Directive: In the optimization final report below, which book's optimizations chapter did the writer read first?

====== Source extract

FinalReport.tex

\documentclass[14pt]{article}
\author{Joel Anna<annajoel@pdx.edu>}
\usepackage{fancyhdr}
\usepackage{lastpage}
\pagestyle{fancy}
\lhead{\footnotesize \parbox{11cm}{Joel Anna $<$annajoel@pdx.edu$>$} }
%\lfoot{\footnotesize \parbox{11cm}{\textit{2}}}
\cfoot{}
\rhead{\footnotesize Final Report:Page \thepage\ of \pageref{LastPage}}  
%\rfoot{\footnotesize Page \thepage\ of \pageref{LastPage}}
\renewcommand{\headheight}{24pt}
\begin{document}
\paragraph{CS401 Optimization Final report} 
.\\
I started off the term having just finished the CS321-322 Compilers sequence working with the mini compiler. The task at hand was to learn about global optimizations, by extending the MIL optimizer to optimize across block boundaries.
\paragraph{}
I began by reading the optimizations chapter of Mogensen's Basics of Compiler Design. I took the information from this and designed and implemented global constant propagation. The high level overview of global constant propagation is to create a lattice structure for each block parameter, and for every parameter that has a small number of constant values for it, replace the block call with a derived block using the constant value for that parameter.\\ Later I constructed the data flow algorithms for Available and Anticipated Expressions, two of the four data flow passes needed for lazy code motion.
\paragraph{Details of the Global Constant Propagation}
To retrieve the information about callers to a block, I created a data flow path that runs through the code objects for each block, returning a linked list of block calls to the current block.
\begin{verbatim}    /** getBlockCall 
     *  @param id The id of the Block which you want block calls to.
     *    @return a list of BlockCall objects which call id
     *
     *  If the tail of this object is a Block call,
     *  compare if it calls the passed in id
     *  calls getBlockCall on the following code c.
     *  if the tail calls block id, cons the tail
     *  to the list returned from c.getBlockCall
     
     */
    public BlockCalls getBlockCall(String id)
    case Code { return null; }
    case Bind {
        BlockCall thisCall = null;
        BlockCall bc = t.isBlockCall();
        if (bc instanceof BlockCall) {
            if (bc.callsBlock(id)) {
                thisCall = bc;
            }
        }
        BlockCalls calls = c.getBlockCall(id);
        if (thisCall != null)

============
====== Record excerpts

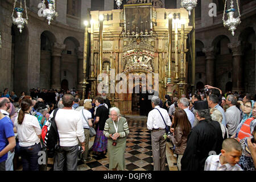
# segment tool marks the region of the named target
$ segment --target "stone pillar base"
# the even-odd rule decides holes
[[[232,92],[234,93],[235,92],[245,92],[245,88],[232,88]]]
[[[51,88],[54,89],[60,89],[61,86],[59,84],[55,84],[55,85],[51,85]]]

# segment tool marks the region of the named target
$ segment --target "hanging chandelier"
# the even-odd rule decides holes
[[[24,26],[25,24],[27,23],[27,20],[28,19],[27,17],[27,6],[26,0],[24,1],[24,8],[25,8],[25,13],[26,13],[26,18],[22,18],[22,12],[24,11],[24,9],[22,8],[22,1],[20,0],[20,7],[15,7],[16,3],[17,2],[17,0],[14,1],[14,3],[13,6],[13,14],[11,15],[11,17],[13,18],[13,24],[17,26],[17,27],[19,29],[19,32],[22,32],[22,29],[24,28]],[[13,15],[14,14],[14,10],[16,11],[16,14],[17,15],[17,17],[15,18]]]
[[[46,3],[45,0],[42,1],[42,8],[43,9],[43,14],[46,19],[48,20],[48,24],[49,25],[51,21],[53,19],[53,18],[57,16],[58,14],[56,12],[56,3],[55,0],[47,0],[48,8],[43,9],[43,6]]]
[[[230,9],[226,10],[226,5],[227,5],[227,0],[225,2],[224,11],[223,12],[223,24],[224,27],[229,27],[229,30],[231,31],[231,34],[233,36],[234,35],[234,31],[237,29],[237,26],[241,23],[240,20],[240,10],[239,9],[238,1],[237,0],[237,9],[238,10],[238,16],[237,18],[234,18],[234,13],[236,9],[234,8],[233,0],[230,1]],[[225,13],[228,15],[228,19],[225,20]]]
[[[123,0],[115,0],[117,2],[117,8],[118,9],[120,9],[120,6],[122,5],[122,1],[123,1]]]
[[[190,16],[191,11],[197,4],[197,0],[181,0],[180,4],[182,7],[185,8],[188,11],[188,14]]]

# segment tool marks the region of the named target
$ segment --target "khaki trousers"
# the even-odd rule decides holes
[[[183,154],[177,154],[177,167],[179,171],[181,171],[181,158],[183,156]]]
[[[85,151],[84,152],[84,160],[86,160],[88,156],[89,140],[90,140],[90,130],[84,129],[84,136],[85,136]]]
[[[152,153],[154,171],[164,171],[166,166],[166,139],[163,136],[166,130],[151,131]]]

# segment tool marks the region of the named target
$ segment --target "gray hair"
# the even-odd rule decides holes
[[[32,105],[35,105],[36,104],[36,101],[35,100],[34,100],[34,99],[33,99],[33,100],[32,100]]]
[[[197,113],[201,118],[205,118],[207,121],[212,121],[212,117],[210,115],[210,110],[209,109],[198,110],[194,109],[193,111],[195,115]]]
[[[62,109],[64,107],[64,105],[62,104],[62,100],[60,100],[58,102],[57,106],[59,109]]]
[[[36,100],[36,102],[43,102],[43,98],[38,98],[38,99]]]
[[[117,115],[120,115],[120,110],[119,110],[119,109],[117,107],[113,107],[109,109],[109,114],[110,114],[111,112],[113,110],[114,110],[117,113]]]
[[[188,100],[185,97],[180,98],[179,102],[181,103],[184,107],[188,106]]]
[[[159,106],[160,104],[160,98],[157,96],[152,97],[151,102],[153,102],[155,106]]]
[[[41,113],[42,114],[43,114],[44,113],[44,111],[47,111],[47,112],[48,112],[48,108],[46,107],[46,108],[44,108],[44,109],[43,109],[39,110],[38,111],[39,111],[40,113]]]
[[[177,97],[174,97],[174,102],[177,102],[178,100],[178,98]]]
[[[231,102],[231,104],[233,105],[236,105],[237,102],[237,100],[236,97],[234,95],[228,95],[227,97],[227,100]]]

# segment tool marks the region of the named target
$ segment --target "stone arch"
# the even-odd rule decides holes
[[[77,51],[79,47],[80,47],[80,44],[77,39],[69,36],[65,39],[63,43],[66,45],[65,53],[72,55],[77,55]]]
[[[196,83],[196,89],[198,91],[202,91],[204,89],[204,84],[201,81],[199,81]]]
[[[241,41],[242,46],[245,49],[255,50],[256,42],[255,32],[253,27],[246,27],[240,33],[238,40]]]
[[[11,28],[11,87],[18,94],[28,90],[28,29],[25,26],[20,33],[16,26]]]
[[[51,51],[56,42],[55,35],[48,30],[44,31],[40,35],[41,46],[40,49],[46,51]]]
[[[226,82],[225,90],[225,92],[232,91],[232,81],[228,81]]]
[[[230,39],[226,35],[217,36],[212,42],[212,46],[214,47],[216,55],[226,55],[231,53],[232,51],[228,48],[228,44],[230,43]]]
[[[205,53],[203,52],[204,44],[201,40],[196,40],[196,56],[205,56]]]
[[[52,53],[56,36],[46,30],[40,35],[40,87],[50,88],[51,82]]]
[[[197,0],[197,5],[196,6],[196,9],[195,9],[195,17],[196,18],[201,18],[201,0]]]
[[[242,51],[243,81],[246,92],[255,92],[255,65],[256,36],[254,30],[250,27],[243,29],[239,35]]]

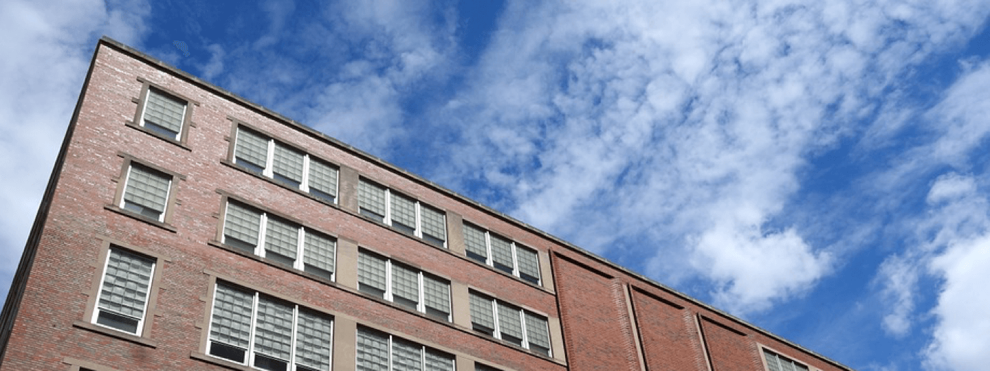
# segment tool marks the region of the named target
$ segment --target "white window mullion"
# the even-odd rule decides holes
[[[254,254],[257,256],[264,257],[264,238],[268,234],[268,214],[261,213],[261,218],[258,218],[257,227],[257,246],[254,246]]]
[[[272,162],[274,161],[274,158],[275,158],[275,139],[268,139],[268,158],[264,160],[264,170],[261,173],[269,178],[275,177],[275,171],[273,169],[274,166],[271,165]]]
[[[309,153],[303,154],[303,181],[299,184],[299,189],[309,193]]]
[[[289,371],[296,369],[296,330],[299,328],[299,306],[292,306],[292,336],[289,339]]]
[[[296,261],[292,263],[292,266],[296,269],[303,270],[305,268],[305,256],[303,253],[306,252],[306,228],[299,228],[299,239],[296,243]],[[336,269],[335,269],[336,270]]]
[[[248,354],[245,358],[245,364],[253,367],[254,366],[254,332],[257,330],[257,304],[260,301],[258,293],[254,293],[254,301],[250,306],[250,332],[248,339]]]

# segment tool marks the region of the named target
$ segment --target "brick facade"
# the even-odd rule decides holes
[[[176,138],[139,123],[148,89],[186,102]],[[239,164],[239,127],[336,166],[337,202]],[[171,179],[160,221],[122,207],[132,163]],[[360,215],[361,181],[443,211],[446,246]],[[333,279],[224,242],[231,200],[336,239]],[[464,222],[537,250],[542,285],[467,256]],[[155,263],[140,334],[95,324],[113,248]],[[449,281],[450,321],[358,290],[359,251]],[[249,369],[208,354],[218,283],[332,318],[334,370],[354,368],[355,336],[367,329],[448,354],[458,371],[475,362],[505,370],[762,370],[763,347],[812,369],[847,369],[103,39],[0,317],[0,369]],[[545,318],[550,355],[473,330],[472,292]]]

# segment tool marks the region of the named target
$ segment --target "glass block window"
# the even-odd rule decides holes
[[[330,370],[333,319],[217,283],[207,353],[266,370]]]
[[[361,215],[446,247],[446,215],[437,208],[363,178],[357,184],[357,206]]]
[[[171,185],[171,175],[132,162],[120,206],[163,222]]]
[[[469,223],[464,223],[463,232],[467,257],[532,284],[543,284],[537,250]]]
[[[357,327],[357,369],[365,371],[453,371],[443,351],[364,326]]]
[[[233,158],[234,163],[289,188],[337,202],[338,168],[289,144],[239,126]]]
[[[550,355],[545,317],[474,291],[470,291],[469,296],[474,330],[540,354]]]
[[[767,371],[808,371],[808,366],[765,348],[763,349],[763,359],[766,360]]]
[[[178,139],[179,133],[182,133],[185,110],[185,101],[149,88],[145,100],[145,115],[141,125],[165,138]]]
[[[155,260],[116,246],[107,255],[93,322],[140,336]]]
[[[357,289],[395,304],[451,321],[450,282],[360,249]]]
[[[222,242],[334,279],[336,239],[241,202],[230,200],[227,203]]]

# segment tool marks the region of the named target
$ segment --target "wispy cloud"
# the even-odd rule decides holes
[[[0,2],[0,297],[6,298],[100,35],[138,45],[142,1]],[[41,102],[41,103],[40,103]]]
[[[464,130],[441,176],[488,184],[486,202],[592,250],[629,251],[619,255],[662,281],[714,284],[708,296],[734,313],[765,310],[837,263],[781,214],[810,158],[857,133],[898,78],[965,40],[981,12],[513,3],[470,88],[446,105]]]

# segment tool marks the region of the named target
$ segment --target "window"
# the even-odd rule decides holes
[[[357,370],[453,371],[453,355],[358,326]]]
[[[234,201],[228,201],[225,215],[224,243],[334,279],[335,238]]]
[[[159,137],[179,140],[187,106],[186,101],[149,87],[139,125]]]
[[[360,179],[357,206],[361,215],[380,221],[410,235],[445,247],[446,214],[384,186]]]
[[[357,289],[450,321],[450,283],[383,256],[359,250]]]
[[[120,207],[164,222],[165,205],[168,202],[171,185],[171,175],[131,162]]]
[[[550,355],[546,318],[470,292],[471,327],[541,354]]]
[[[217,283],[207,353],[263,370],[330,370],[333,325],[327,315]]]
[[[244,127],[237,130],[234,162],[313,197],[337,202],[337,167]]]
[[[155,259],[111,246],[92,322],[141,336]]]
[[[808,371],[808,366],[763,348],[767,371]]]
[[[541,284],[540,255],[536,250],[467,223],[464,224],[464,245],[467,257]]]

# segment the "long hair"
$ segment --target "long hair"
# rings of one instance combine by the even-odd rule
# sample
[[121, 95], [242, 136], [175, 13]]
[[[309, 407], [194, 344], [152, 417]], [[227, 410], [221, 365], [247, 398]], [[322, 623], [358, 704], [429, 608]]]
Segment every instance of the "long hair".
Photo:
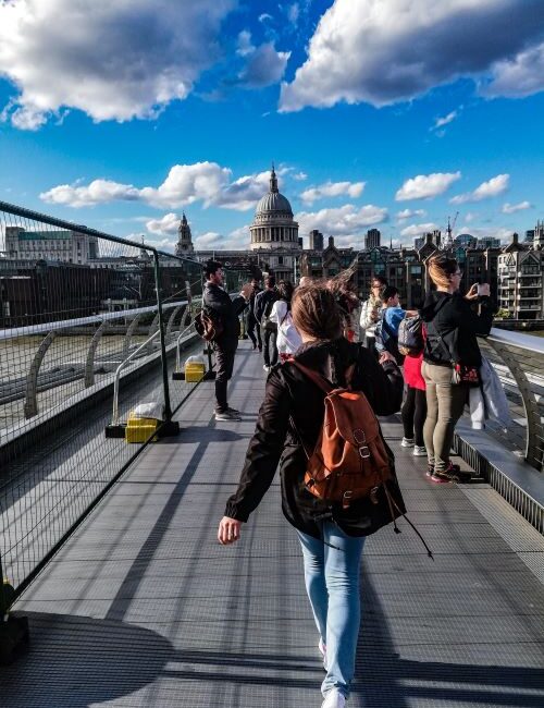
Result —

============

Written reply: Mogensen's Basics of Compiler Design